• **Problem requirements**
What follows is a listing. Return every line of it exactly.

**********

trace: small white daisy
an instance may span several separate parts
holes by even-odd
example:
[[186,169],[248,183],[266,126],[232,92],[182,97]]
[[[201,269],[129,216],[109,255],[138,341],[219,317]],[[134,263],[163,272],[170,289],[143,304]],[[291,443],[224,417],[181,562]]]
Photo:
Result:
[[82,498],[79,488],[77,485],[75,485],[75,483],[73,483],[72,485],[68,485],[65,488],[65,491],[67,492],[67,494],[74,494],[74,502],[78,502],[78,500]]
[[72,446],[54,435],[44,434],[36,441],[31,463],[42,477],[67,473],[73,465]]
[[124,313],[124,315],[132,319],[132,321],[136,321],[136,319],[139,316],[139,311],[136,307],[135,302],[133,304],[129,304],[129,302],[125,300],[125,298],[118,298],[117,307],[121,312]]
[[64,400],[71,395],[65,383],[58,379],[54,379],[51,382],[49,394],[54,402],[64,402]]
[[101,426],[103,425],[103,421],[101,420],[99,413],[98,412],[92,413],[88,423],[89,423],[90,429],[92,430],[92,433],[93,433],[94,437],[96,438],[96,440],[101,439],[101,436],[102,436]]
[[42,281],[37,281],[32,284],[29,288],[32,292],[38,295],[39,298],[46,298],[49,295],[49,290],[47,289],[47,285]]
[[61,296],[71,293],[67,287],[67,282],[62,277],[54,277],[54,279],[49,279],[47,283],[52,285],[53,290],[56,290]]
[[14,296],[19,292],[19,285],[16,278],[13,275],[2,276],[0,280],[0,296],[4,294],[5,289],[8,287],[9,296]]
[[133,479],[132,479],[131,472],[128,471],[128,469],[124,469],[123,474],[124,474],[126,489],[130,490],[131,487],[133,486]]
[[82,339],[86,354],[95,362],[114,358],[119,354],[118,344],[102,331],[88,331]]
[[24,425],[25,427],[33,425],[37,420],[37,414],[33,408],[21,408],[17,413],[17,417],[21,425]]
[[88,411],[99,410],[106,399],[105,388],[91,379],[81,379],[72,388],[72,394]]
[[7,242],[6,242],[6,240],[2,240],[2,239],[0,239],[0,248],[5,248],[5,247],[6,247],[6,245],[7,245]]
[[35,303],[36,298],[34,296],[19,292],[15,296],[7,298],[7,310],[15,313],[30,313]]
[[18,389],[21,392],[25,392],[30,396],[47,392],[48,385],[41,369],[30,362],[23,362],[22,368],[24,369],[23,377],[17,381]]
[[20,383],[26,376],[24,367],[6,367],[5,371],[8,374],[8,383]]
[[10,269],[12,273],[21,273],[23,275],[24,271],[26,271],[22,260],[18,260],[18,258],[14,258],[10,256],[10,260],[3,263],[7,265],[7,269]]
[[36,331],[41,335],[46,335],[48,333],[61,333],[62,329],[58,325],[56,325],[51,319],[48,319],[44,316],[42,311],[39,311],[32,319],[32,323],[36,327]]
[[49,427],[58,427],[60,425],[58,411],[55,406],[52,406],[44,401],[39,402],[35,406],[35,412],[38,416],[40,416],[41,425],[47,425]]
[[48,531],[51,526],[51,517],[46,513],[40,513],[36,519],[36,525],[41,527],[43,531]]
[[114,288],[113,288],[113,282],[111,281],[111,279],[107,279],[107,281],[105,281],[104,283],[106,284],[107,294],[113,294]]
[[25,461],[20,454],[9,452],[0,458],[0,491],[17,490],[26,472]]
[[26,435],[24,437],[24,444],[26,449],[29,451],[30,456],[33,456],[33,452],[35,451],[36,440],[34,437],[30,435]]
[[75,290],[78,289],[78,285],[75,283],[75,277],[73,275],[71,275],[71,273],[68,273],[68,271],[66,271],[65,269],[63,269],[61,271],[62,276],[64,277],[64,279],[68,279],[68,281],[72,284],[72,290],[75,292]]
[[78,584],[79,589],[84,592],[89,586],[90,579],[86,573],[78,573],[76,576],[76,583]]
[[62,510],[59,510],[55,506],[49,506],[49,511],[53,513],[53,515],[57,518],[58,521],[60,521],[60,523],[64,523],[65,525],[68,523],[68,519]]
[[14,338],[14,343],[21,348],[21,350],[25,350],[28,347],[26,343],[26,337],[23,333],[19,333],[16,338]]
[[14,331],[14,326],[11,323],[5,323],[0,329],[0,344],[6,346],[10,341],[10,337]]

**********

• **Completed task**
trace: small white daisy
an instance may span several separate parts
holes by even-odd
example:
[[186,169],[248,183],[266,126],[232,92],[182,97]]
[[[201,269],[129,216],[109,255],[138,341],[219,317]],[[134,263],[163,272],[170,289],[143,304]],[[291,443],[224,417],[181,562]]]
Photo:
Result:
[[82,498],[79,488],[77,485],[75,485],[75,483],[73,483],[72,485],[68,485],[65,488],[65,491],[67,492],[67,494],[74,494],[74,502],[78,502],[78,500]]
[[72,446],[54,435],[44,434],[36,441],[31,463],[42,477],[67,473],[73,465]]
[[124,313],[124,315],[132,319],[132,321],[136,321],[136,319],[139,316],[139,311],[136,307],[135,302],[133,304],[129,304],[129,302],[125,300],[125,298],[118,298],[117,307],[121,312]]
[[64,400],[71,395],[65,383],[58,379],[54,379],[51,382],[49,394],[54,402],[64,402]]
[[101,426],[103,425],[103,421],[101,420],[99,413],[98,412],[92,413],[88,423],[89,423],[90,429],[92,430],[92,433],[93,433],[94,437],[96,438],[96,440],[101,439],[101,436],[102,436]]
[[42,281],[37,281],[32,284],[29,288],[32,292],[38,295],[39,298],[46,298],[49,295],[49,290],[47,289],[47,285]]
[[61,296],[71,293],[67,287],[67,282],[62,277],[54,277],[54,279],[49,279],[47,283],[52,285],[53,290],[56,290]]
[[14,296],[19,292],[19,285],[16,278],[13,275],[2,276],[0,280],[0,296],[4,294],[5,289],[8,287],[9,296]]
[[133,479],[132,479],[131,472],[128,471],[128,469],[124,469],[123,474],[124,474],[126,489],[130,490],[131,487],[133,486]]
[[82,339],[86,354],[95,362],[114,358],[119,354],[118,344],[102,331],[88,331]]
[[24,425],[25,427],[33,425],[37,420],[37,414],[33,408],[21,408],[17,413],[17,417],[21,425]]
[[88,411],[99,410],[106,399],[105,388],[91,379],[81,379],[72,388],[72,394]]
[[7,242],[6,242],[6,240],[2,240],[2,239],[0,239],[0,248],[5,248],[5,247],[6,247],[6,245],[7,245]]
[[35,303],[36,298],[34,296],[19,292],[15,296],[7,298],[7,310],[15,313],[30,313]]
[[18,389],[21,392],[25,392],[30,396],[47,392],[48,385],[41,369],[30,362],[23,362],[22,368],[24,369],[23,377],[17,381]]
[[20,383],[26,376],[24,367],[6,367],[5,371],[8,374],[8,383]]
[[10,269],[12,273],[21,273],[23,275],[24,271],[26,271],[22,260],[18,260],[18,258],[14,258],[10,256],[10,260],[3,263],[7,265],[7,269]]
[[36,331],[41,335],[46,335],[48,333],[61,333],[62,329],[58,325],[56,325],[51,319],[48,319],[44,316],[42,311],[39,311],[32,319],[32,323],[36,327]]
[[49,427],[58,427],[60,425],[58,411],[55,406],[52,406],[44,401],[39,402],[35,406],[35,412],[38,416],[40,416],[41,425],[47,425]]
[[48,531],[51,526],[51,517],[46,513],[40,513],[36,519],[36,525],[41,527],[43,531]]
[[114,288],[113,288],[113,282],[111,281],[111,279],[107,279],[107,281],[105,281],[104,283],[106,284],[107,294],[113,294]]
[[25,461],[20,454],[9,452],[0,458],[0,491],[17,490],[26,472]]
[[26,435],[24,437],[24,444],[26,449],[29,451],[30,456],[33,456],[33,452],[35,451],[36,440],[34,437],[30,435]]
[[75,290],[78,289],[78,285],[75,283],[75,277],[73,275],[71,275],[71,273],[68,273],[68,271],[66,271],[65,269],[63,269],[61,271],[62,276],[64,277],[64,279],[68,279],[68,281],[72,284],[72,290],[75,292]]
[[78,584],[79,589],[84,592],[89,586],[90,579],[86,573],[78,573],[76,576],[76,583]]
[[62,510],[59,510],[55,506],[49,506],[49,511],[53,513],[53,515],[57,518],[58,521],[60,521],[60,523],[64,523],[65,525],[68,523],[68,519]]
[[14,338],[14,343],[21,348],[21,350],[25,350],[28,347],[26,343],[26,337],[23,333],[19,333],[16,338]]
[[14,331],[14,326],[11,323],[5,323],[0,329],[0,344],[6,346],[10,341],[10,337]]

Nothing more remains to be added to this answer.